> _DOCUMENT EXCERPT_
When the true extent of Covid-19 became apparent in March, 150 rough sleepers needed to be re-housed instantly. Hotels seemed the obvious location, and where once three were being utilised now only one hotel is being used, by 33 rough sleepers.
The Light Project Peterborough charity was responsible for their food provision, and in that time more than 30,000 meals have been provided by individuals, community groups and the religious sector.
The Garden House in Wheel Yard, as part of the Light Project, has helped people throughout the crisis as a facility for rough sleepers to visit and seek help in numerous forms, and has slowly begun to return to some form of normality.
With the new 'rule of six' edict being issued, the kitchen space has been reduced, and only six people are let into the site excluding volunteers and staff. Anyone who comes into contact with other people who they would not normally see must wear a mask. Last week the Garden House opened up for a Sunday for the first time in months.
James said: "We've been open for the duration of lockdown, and I think in part that's because we put in some strict measures which everyone is complying with. As someone who is the 'enforcer' of these rules my job has been very easy."
When we spoke in March, James remarked that rough sleepers essentially 'invented' social distancing before it became common usage.
James said: "It's a tough old gig out on the streets at the best of times, but even harder now for lots of our guests. Generally you're either homeless or you've got somewhere, but in the middle there used to be emergency provision in what were called crash beds - that doesn't exist at the moment.
"So where as before I might have said 'John, I've persuaded our colleagues in housing to put you in this facility which at least gives you a bed for the night', now that option isn't available. And that may in part explain why people are seeing more people out on the street, and for longer - there isn't that middle provision.

> _WHAT TO WORK ON_
According to the article on rough sleepers in Peterborough, how many meals have been provided since March?

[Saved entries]

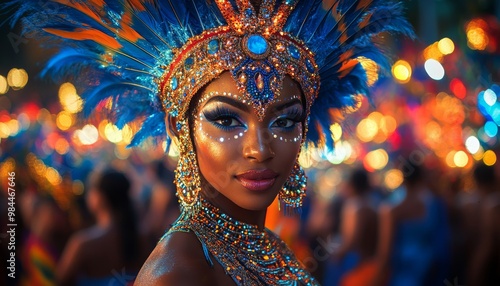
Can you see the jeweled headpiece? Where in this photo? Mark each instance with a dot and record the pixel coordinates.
(147, 58)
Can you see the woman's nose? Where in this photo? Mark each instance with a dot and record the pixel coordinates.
(258, 144)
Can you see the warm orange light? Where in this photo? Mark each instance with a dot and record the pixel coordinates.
(69, 99)
(393, 179)
(376, 160)
(460, 159)
(446, 46)
(17, 78)
(458, 88)
(4, 86)
(489, 158)
(336, 131)
(64, 120)
(401, 71)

> _RESPONSE TO THE EXERCISE_
More than 30,000 meals.